(Compiti da svolgere)
a: Elenca, senza ripetizioni, tutti i numeri scritti in cifre che compaiono nel brano sulla legge 104.
b: Per favore, prosegui il brano sulla legge 104 a partire dalla sua ultima frase.

(Brano di partenza)
______
In particolare, grazie ad una sentenza della corte di cassazione di qualche anno fa è stato stabilito un principio fondamentale per tutti i soggetti che fruiscono della legge 104, e riguarda la possibilità di poter accudire il parente disabile anche fuori dall’orario lavorativo.

Vediamo meglio di cosa si tratta.

Legge 104, licenziato perché non assisteva il familiare disabile nelle ore di permesso

La storia riguarda un operaio metalmeccanico che era stato licenziato dall’azienda per cui lavorava, in quanto, a detta dell’azienda, non avrebbe assistito il familiare disabile durante le ore di permesso.

Il dipendente ha così presentato ricorso, sostenendo di aver prestato assistenza durante le ore notturne e di giorno tornava nella sua abitazione.

Il procedimento è giunto a conclusione con la sentenza della corte di cassazione n. 29062 del 2017, con la quale è stato anche stabilito un principio fondamentale: il lavoratore che assiste il familiare con disabilità grave ha diritto a ricevere il beneficio in argomento indipendentemente se ciò avvenga durante le ore lavorative.
______
(Dati forniti)
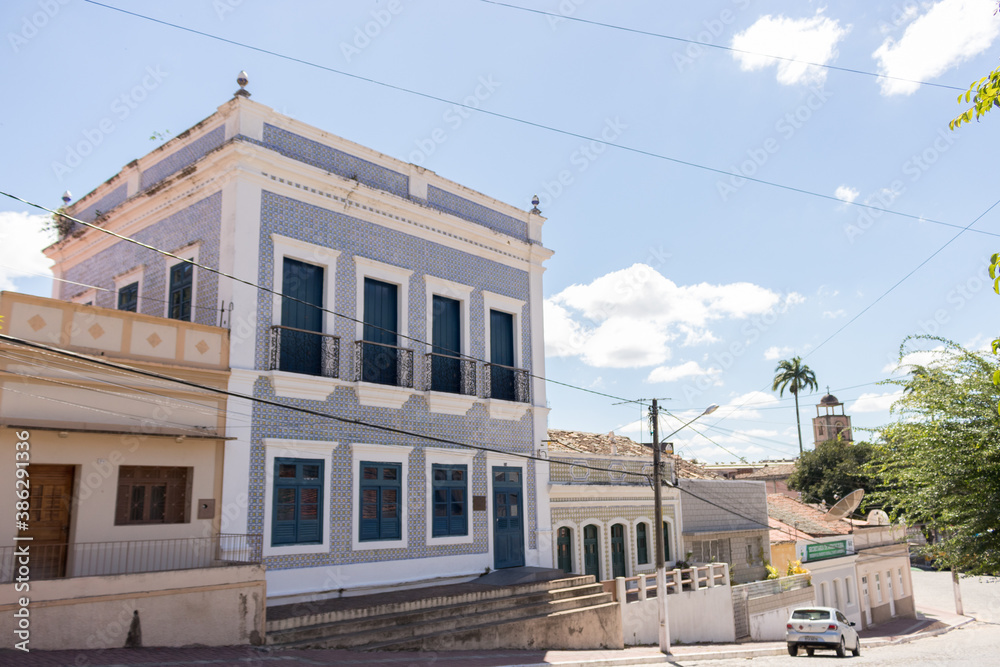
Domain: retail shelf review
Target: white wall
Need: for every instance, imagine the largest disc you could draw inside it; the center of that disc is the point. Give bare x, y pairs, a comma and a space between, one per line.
705, 615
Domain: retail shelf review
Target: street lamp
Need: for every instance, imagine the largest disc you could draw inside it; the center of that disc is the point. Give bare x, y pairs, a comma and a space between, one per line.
661, 574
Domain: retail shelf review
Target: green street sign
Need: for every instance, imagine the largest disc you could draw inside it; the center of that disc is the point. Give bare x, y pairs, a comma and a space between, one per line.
826, 550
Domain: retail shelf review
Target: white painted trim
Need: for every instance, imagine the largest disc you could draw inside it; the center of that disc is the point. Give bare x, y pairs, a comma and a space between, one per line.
439, 456
370, 268
125, 279
297, 449
86, 296
188, 252
310, 253
382, 395
380, 454
297, 385
504, 304
444, 403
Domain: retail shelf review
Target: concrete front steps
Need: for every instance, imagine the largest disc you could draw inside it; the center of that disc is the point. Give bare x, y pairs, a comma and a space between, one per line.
569, 613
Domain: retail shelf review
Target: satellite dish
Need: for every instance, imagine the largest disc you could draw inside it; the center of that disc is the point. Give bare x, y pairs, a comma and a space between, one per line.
878, 518
845, 506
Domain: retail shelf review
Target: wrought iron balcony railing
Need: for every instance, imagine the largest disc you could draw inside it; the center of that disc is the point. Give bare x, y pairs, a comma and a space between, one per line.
307, 352
450, 374
94, 559
383, 364
506, 383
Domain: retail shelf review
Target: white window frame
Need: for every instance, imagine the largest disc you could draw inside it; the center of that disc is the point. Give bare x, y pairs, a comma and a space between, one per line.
297, 449
310, 253
127, 278
88, 295
576, 545
506, 304
380, 454
440, 456
650, 544
188, 252
452, 290
370, 268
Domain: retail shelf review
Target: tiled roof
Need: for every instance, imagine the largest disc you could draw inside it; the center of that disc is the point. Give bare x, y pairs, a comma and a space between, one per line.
782, 532
803, 517
610, 444
769, 472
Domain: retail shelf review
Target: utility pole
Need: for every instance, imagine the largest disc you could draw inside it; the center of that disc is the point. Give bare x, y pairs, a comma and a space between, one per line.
661, 563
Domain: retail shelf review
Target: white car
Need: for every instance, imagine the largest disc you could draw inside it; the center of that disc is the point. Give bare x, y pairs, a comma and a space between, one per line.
821, 628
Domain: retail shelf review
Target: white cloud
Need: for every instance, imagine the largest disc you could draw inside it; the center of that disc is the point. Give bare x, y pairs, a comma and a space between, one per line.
809, 40
23, 239
875, 402
687, 369
630, 318
846, 193
774, 352
947, 34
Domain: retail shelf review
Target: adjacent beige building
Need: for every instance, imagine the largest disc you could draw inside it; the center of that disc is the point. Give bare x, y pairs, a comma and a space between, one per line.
122, 480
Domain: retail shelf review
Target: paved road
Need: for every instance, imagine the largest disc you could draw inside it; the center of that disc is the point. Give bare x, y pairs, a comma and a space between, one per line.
980, 595
974, 644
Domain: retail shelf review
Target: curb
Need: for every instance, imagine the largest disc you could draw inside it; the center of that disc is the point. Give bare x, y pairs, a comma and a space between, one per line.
739, 654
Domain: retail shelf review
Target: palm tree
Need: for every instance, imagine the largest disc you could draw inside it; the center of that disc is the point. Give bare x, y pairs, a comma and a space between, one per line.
795, 376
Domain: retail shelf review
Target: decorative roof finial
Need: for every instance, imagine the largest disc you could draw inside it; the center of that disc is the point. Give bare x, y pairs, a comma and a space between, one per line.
243, 81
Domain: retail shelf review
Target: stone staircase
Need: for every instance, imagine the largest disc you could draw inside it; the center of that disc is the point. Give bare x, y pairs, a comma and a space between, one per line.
567, 613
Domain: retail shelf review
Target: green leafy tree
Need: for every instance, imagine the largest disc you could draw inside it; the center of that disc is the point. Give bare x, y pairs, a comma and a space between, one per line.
793, 375
832, 470
939, 463
983, 95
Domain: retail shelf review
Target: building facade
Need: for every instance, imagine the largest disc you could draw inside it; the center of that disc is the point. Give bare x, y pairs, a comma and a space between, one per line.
392, 370
119, 478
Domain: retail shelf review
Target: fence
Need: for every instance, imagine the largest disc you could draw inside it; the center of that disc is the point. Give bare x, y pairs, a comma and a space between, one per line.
89, 559
689, 579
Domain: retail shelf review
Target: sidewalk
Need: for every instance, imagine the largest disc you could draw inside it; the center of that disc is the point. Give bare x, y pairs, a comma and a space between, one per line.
930, 622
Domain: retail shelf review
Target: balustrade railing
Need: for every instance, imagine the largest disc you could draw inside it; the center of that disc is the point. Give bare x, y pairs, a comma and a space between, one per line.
506, 383
91, 559
307, 352
450, 374
383, 364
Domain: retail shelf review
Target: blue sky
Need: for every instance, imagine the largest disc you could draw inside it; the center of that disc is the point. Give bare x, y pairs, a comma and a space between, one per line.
673, 276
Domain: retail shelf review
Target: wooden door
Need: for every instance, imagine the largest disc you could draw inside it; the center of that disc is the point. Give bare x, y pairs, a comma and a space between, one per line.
51, 498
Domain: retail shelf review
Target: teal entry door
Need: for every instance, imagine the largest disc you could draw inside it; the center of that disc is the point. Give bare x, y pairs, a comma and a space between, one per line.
508, 518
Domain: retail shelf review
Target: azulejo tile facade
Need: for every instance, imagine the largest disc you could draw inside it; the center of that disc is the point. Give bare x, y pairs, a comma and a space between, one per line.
249, 191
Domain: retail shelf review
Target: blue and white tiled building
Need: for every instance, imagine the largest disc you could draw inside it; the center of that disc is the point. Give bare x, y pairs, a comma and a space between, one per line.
404, 302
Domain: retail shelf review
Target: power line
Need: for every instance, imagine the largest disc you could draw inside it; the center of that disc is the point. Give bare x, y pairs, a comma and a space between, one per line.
356, 422
522, 121
721, 47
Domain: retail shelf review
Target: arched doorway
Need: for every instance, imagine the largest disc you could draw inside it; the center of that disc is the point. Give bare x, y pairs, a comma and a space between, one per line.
591, 555
617, 550
564, 549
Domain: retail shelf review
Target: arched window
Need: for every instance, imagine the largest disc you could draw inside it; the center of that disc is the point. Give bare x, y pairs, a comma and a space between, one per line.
641, 542
564, 549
______
(Risposte scritte)
a: 104, 29062, 2017

b:
Il permesso è valido anche se presta assistenza fuori dall’orario lavorativo

Come già detto, per i giudici della corte di cassazione, è possibile beneficiare dei permessi 104 anche se si assiste un parente disabile durante la notte e, in genere, fuori dalle ore lavorative.

Il licenziamento del dipendente, dunque, è stato illegittimo.

«l’assistenza che legittima il beneficio del congedo straordinario, si legge nelle motivazioni della sentenza, può intendersi esclusiva al punto da impedire a chi la offre di dedicare spazi temporali adeguati alle personali esigenze di vita, quali la cura dei propri interessi personali e familiari, oltre alle ordinarie necessità di riposo e di recupero delle energie psico-fisiche, sempre che risultino complessivamente salvaguardati i connotati essenziali di un intervento assistenziale che deve avere carattere permanente, continuativo e globale nella sfera individuale e di relazione del disabile».